> PROBLEM A
In the article about the film "Keep the Lights On," which actor plays the lawyer named Paul?
> PROBLEM B
According to the article about the film "Keep the Lights On," why is the film's fictionalized portrait of Ira Sachs' past slightly complicated?

> SELECTED TEXT
------------------------------

Advertisement

Life is a story for ‘Keep the Lights On’ maker

Share

For most of us, the assorted bric-a-brac of an old relationship is something to put in a box on a back shelf somewhere, eventually to find its way to the garbage bin. For filmmaker Ira Sachs, the reminders of an old flame became the basis for his new film, “Keep the Lights On.”

The film, which premiered at the Sundance Film Festival and is playing in L.A., depicts with disarming emotional and sexual intimacy the 10-year arc of a couple who become locked in a crushing cycle of addiction and enabling. Erik (Danish actor Thure Lindhardt) is a filmmaker in New York City who falls for a lawyer at a literary agency named Paul (Zachary Booth, recently seen on “Damages”), and as Paul’s drug habit spirals out of control it sweeps their relationship along with it.

This fictionalized portrait of Sachs’ past is complicated slightly in that his former partner, Bill Clegg, published a memoir in 2010 also depicting their relationship. Sachs is cautiously guarded not to speak directly about his ex, not even allowing whether he has read Clegg’s “Portrait of an Addict as a Young Man.”

------------------------------

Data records
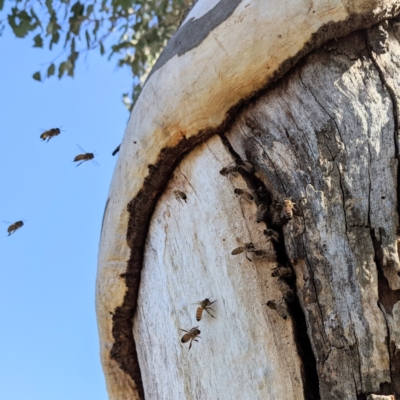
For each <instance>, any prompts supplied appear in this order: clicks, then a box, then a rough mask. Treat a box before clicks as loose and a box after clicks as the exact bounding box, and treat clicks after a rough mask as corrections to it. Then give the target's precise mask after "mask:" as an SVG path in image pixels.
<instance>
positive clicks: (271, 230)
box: [264, 229, 280, 243]
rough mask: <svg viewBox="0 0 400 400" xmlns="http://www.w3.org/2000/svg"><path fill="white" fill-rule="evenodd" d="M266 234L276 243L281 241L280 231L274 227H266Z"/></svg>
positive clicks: (267, 235) (265, 233)
mask: <svg viewBox="0 0 400 400" xmlns="http://www.w3.org/2000/svg"><path fill="white" fill-rule="evenodd" d="M264 235H265V236H266V237H267V238H268V239H269V240H272V241H274V242H275V243H279V242H280V236H279V233H278V232H276V231H274V230H272V229H265V230H264Z"/></svg>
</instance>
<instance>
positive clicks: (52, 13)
mask: <svg viewBox="0 0 400 400" xmlns="http://www.w3.org/2000/svg"><path fill="white" fill-rule="evenodd" d="M46 7H47V9H48V10H49V13H50V14H53V13H54V9H53V1H52V0H46Z"/></svg>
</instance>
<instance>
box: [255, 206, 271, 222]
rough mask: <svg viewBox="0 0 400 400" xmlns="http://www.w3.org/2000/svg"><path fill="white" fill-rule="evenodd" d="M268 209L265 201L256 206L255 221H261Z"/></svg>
mask: <svg viewBox="0 0 400 400" xmlns="http://www.w3.org/2000/svg"><path fill="white" fill-rule="evenodd" d="M267 211H268V204H267V203H260V204H259V205H258V207H257V213H256V221H257V222H262V221H264V218H265V216H266V214H267Z"/></svg>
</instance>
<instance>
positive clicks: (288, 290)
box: [276, 278, 294, 301]
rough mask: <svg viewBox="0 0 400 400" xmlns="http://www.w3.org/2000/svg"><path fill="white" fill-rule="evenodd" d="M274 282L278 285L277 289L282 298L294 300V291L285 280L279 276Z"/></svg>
mask: <svg viewBox="0 0 400 400" xmlns="http://www.w3.org/2000/svg"><path fill="white" fill-rule="evenodd" d="M276 284H277V285H278V289H279V290H280V291H281V292H282V294H283V298H284V299H285V300H287V301H293V300H294V293H293V290H292V289H291V288H290V286H289V285H288V284H287V282H285V281H284V280H283V279H281V278H279V279H278V280H277V281H276Z"/></svg>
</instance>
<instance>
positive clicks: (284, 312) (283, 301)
mask: <svg viewBox="0 0 400 400" xmlns="http://www.w3.org/2000/svg"><path fill="white" fill-rule="evenodd" d="M266 305H267V306H268V307H269V308H271V309H272V310H276V312H277V313H278V315H279V316H280V317H281V318H283V319H287V318H288V316H289V314H288V309H287V305H286V303H285V301H284V300H283V299H282V300H281V301H280V302H279V303H277V302H276V301H275V300H270V301H267V303H266Z"/></svg>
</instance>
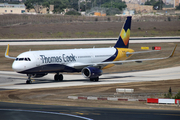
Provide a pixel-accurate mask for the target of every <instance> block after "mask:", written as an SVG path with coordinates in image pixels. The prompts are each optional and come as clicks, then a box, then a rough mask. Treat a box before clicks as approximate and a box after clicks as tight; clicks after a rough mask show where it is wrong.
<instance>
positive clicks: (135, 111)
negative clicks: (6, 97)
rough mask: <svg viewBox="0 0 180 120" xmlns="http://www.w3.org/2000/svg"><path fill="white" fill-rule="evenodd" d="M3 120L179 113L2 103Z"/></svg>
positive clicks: (119, 117)
mask: <svg viewBox="0 0 180 120" xmlns="http://www.w3.org/2000/svg"><path fill="white" fill-rule="evenodd" d="M0 116H1V118H3V120H32V119H33V120H42V119H43V120H50V119H53V120H111V119H112V120H132V119H133V120H152V119H153V120H170V119H172V120H179V118H180V114H179V111H173V110H171V111H169V110H145V109H142V110H140V109H115V108H93V107H91V108H89V107H70V106H52V105H32V104H31V105H27V104H18V103H1V102H0Z"/></svg>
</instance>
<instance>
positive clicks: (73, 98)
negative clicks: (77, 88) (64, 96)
mask: <svg viewBox="0 0 180 120" xmlns="http://www.w3.org/2000/svg"><path fill="white" fill-rule="evenodd" d="M68 98H69V99H78V96H68Z"/></svg>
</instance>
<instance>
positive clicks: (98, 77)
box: [90, 77, 99, 82]
mask: <svg viewBox="0 0 180 120" xmlns="http://www.w3.org/2000/svg"><path fill="white" fill-rule="evenodd" d="M90 81H96V82H97V81H99V77H96V78H90Z"/></svg>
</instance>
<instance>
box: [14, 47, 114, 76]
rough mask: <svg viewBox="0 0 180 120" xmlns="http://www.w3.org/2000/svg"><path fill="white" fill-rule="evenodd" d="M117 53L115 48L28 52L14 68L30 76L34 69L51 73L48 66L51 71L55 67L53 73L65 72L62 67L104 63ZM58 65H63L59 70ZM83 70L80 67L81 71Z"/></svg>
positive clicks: (79, 67)
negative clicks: (49, 72)
mask: <svg viewBox="0 0 180 120" xmlns="http://www.w3.org/2000/svg"><path fill="white" fill-rule="evenodd" d="M116 51H117V50H116V48H114V47H112V48H89V49H67V50H42V51H28V52H24V53H22V54H20V55H18V56H17V58H16V60H15V61H14V62H13V65H12V68H13V70H15V71H16V72H20V73H27V74H28V72H30V73H31V72H32V69H34V68H38V69H34V70H35V72H49V71H50V70H49V71H48V68H47V66H48V67H49V69H51V67H50V66H53V69H54V70H52V69H51V72H57V71H59V72H65V71H61V69H60V67H62V65H63V66H67V67H71V68H73V67H74V66H75V65H80V66H81V65H83V64H86V63H97V62H102V61H105V60H107V59H108V58H110V57H113V55H114V54H115V53H116ZM114 57H116V56H114ZM58 65H61V66H59V69H58ZM54 66H56V67H54ZM82 68H83V67H82ZM82 68H81V67H79V69H82ZM29 70H30V71H29ZM70 71H71V70H70ZM66 72H67V71H66Z"/></svg>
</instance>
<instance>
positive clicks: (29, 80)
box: [26, 74, 32, 84]
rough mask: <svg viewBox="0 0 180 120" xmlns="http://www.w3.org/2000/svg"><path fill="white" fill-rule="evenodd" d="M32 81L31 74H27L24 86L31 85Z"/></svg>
mask: <svg viewBox="0 0 180 120" xmlns="http://www.w3.org/2000/svg"><path fill="white" fill-rule="evenodd" d="M31 83H32V81H31V74H28V79H27V81H26V84H31Z"/></svg>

------------------------------

> WORKED SOLUTION A
Zachary Booth plays Paul.

> WORKED SOLUTION B
It is complicated because Sachs' former partner, Bill Clegg, published a memoir in 2010 that also depicts their relationship.